> **Given instruction**: Write out exactly, with no other output, the lines below from the one that contains "Could you point to the polished" through the end.
[Start Data]
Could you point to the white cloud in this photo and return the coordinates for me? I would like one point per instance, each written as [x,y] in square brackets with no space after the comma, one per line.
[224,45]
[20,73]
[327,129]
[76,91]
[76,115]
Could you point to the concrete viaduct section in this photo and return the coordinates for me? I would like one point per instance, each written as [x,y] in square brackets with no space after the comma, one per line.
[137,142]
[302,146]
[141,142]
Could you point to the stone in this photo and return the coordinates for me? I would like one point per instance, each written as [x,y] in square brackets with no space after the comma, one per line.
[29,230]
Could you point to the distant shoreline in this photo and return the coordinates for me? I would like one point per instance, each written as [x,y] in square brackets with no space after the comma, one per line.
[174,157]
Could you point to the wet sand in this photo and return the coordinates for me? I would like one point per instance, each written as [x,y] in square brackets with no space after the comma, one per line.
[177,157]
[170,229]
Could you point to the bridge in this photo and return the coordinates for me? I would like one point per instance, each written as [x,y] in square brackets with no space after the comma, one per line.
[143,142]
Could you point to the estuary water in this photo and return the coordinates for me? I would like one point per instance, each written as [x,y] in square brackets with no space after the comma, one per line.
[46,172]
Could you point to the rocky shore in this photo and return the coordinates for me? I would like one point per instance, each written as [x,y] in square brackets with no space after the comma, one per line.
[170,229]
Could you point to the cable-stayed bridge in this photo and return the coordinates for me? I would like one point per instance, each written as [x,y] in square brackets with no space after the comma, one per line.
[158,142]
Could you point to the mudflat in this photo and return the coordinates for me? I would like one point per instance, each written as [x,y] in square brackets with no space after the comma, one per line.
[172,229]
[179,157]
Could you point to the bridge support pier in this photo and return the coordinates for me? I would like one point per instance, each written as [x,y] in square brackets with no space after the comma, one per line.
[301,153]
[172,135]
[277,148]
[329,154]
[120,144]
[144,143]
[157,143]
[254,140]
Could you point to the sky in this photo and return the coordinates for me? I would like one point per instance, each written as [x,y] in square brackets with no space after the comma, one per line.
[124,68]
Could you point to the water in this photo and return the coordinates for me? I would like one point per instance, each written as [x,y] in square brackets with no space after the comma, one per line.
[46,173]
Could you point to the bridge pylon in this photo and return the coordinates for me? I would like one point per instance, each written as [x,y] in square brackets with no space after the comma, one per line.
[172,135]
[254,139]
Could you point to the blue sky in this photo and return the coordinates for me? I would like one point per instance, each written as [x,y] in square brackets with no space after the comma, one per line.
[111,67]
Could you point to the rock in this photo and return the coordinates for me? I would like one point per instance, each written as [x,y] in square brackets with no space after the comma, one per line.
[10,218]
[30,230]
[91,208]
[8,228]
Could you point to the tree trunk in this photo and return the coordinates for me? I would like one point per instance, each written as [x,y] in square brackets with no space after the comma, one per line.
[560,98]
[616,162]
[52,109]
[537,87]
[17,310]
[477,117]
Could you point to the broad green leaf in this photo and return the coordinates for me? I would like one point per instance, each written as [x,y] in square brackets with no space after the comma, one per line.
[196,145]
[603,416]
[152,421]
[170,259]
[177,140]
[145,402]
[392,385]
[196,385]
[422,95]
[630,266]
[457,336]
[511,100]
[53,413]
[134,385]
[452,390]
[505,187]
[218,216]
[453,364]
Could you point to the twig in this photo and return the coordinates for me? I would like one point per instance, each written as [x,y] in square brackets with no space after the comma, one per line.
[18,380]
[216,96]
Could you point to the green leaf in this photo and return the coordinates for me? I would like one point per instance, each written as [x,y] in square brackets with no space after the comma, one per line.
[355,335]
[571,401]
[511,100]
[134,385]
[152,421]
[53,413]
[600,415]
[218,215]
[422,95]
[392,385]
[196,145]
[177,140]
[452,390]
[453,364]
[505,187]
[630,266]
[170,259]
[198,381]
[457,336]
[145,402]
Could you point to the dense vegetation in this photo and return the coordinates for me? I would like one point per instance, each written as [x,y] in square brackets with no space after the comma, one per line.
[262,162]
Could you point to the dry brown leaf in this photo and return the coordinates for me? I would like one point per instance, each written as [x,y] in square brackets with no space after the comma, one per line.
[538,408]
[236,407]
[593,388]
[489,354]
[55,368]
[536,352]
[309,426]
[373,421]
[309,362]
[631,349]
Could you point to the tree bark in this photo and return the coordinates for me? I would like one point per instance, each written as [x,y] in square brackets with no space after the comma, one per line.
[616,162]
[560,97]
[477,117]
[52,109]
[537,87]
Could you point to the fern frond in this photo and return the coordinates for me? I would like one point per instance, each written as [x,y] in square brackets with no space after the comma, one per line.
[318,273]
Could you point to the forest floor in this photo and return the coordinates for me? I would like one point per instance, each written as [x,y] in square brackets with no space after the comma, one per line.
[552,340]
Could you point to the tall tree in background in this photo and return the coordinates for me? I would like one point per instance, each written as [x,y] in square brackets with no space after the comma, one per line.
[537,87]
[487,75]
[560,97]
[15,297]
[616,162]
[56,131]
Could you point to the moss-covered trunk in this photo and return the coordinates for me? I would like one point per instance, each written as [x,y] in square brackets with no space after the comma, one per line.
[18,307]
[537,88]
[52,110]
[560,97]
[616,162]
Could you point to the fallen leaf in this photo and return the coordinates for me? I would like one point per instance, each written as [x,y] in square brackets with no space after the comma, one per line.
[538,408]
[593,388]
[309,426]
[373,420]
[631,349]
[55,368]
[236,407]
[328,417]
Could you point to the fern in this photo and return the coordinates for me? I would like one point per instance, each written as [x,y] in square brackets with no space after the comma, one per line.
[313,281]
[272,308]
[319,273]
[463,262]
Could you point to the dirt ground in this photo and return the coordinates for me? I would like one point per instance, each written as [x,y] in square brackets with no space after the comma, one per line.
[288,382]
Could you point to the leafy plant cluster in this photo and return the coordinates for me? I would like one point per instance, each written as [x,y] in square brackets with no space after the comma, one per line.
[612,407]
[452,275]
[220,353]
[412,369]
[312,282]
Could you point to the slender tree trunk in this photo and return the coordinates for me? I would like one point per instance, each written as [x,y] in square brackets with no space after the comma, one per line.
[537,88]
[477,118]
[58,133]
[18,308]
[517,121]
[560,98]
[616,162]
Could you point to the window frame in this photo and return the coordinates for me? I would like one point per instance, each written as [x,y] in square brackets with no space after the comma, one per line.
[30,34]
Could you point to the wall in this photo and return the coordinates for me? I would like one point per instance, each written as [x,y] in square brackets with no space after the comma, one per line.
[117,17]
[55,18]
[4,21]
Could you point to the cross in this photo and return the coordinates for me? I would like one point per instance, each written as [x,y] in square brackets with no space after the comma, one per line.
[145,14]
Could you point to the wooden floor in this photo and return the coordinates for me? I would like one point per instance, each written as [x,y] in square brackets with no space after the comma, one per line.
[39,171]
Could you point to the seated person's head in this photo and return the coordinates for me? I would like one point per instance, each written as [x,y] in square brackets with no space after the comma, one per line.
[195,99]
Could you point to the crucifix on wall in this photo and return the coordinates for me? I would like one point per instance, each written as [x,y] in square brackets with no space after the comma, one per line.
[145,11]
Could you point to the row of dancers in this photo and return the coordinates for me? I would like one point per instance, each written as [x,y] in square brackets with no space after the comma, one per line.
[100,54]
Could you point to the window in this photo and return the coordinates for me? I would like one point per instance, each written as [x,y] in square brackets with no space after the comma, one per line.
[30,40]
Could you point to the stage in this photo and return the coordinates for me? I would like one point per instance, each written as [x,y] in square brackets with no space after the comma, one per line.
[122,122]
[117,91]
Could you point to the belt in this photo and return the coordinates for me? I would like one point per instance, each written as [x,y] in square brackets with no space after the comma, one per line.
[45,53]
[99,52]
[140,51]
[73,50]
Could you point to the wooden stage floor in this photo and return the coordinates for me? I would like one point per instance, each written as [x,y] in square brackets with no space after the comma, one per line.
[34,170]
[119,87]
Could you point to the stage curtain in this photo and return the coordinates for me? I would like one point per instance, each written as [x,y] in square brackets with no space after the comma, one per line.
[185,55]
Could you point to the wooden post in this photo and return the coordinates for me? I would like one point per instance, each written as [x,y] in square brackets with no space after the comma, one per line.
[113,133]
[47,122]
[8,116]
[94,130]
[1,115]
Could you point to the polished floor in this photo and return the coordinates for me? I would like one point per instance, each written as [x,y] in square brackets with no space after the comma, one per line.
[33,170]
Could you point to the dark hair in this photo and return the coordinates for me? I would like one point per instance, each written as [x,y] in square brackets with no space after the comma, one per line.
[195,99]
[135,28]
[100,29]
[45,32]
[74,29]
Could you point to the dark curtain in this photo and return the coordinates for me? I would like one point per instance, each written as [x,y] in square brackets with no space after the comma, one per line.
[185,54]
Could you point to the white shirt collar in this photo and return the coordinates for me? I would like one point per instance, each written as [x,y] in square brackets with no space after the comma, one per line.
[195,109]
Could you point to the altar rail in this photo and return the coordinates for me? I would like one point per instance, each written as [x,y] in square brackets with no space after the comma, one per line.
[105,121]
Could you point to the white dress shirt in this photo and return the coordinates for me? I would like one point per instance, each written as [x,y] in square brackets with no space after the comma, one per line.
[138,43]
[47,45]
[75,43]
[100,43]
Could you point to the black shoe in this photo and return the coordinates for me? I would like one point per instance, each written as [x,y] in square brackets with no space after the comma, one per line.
[End Data]
> **Completed task**:
Could you point to the polished floor in this photo and return the coordinates for me? I would like one point per instance, each written as [x,y] in square brackets with no space after the comma, one per line.
[33,170]
Could you point to the dark hair in this photo and return the coordinates for me? I would like one point per instance, each written as [x,y] in square brackets with no space after the comma, one per line.
[195,99]
[135,28]
[100,29]
[45,32]
[74,29]
Could you point to the dark curtain in this photo and return the coordinates for me? I would like one point per instance, each written as [x,y] in square brackets with no space after the comma, one per line.
[185,54]
Could you point to the white shirt collar in this photo and return the coordinates for me? I would like one point per instance, each written as [x,y] in square brackets with no space after the comma, one per line.
[195,109]
Could you point to the altar rail in this photo and return the coordinates for me? I would like one point per instance, each written as [x,y] in square brackets with no space after the comma, one per line.
[105,121]
Could you point to the white dress shirt in this photo and return the coordinates for me? I would like one point per instance, each written as [x,y] in square brackets with no space after the comma, one per line.
[138,43]
[47,45]
[75,43]
[100,43]
Could you point to the black shoe in this photo and return the coordinates for me? I would like one point per instance, each written as [x,y] in square brackets with no space after the comma, one per line.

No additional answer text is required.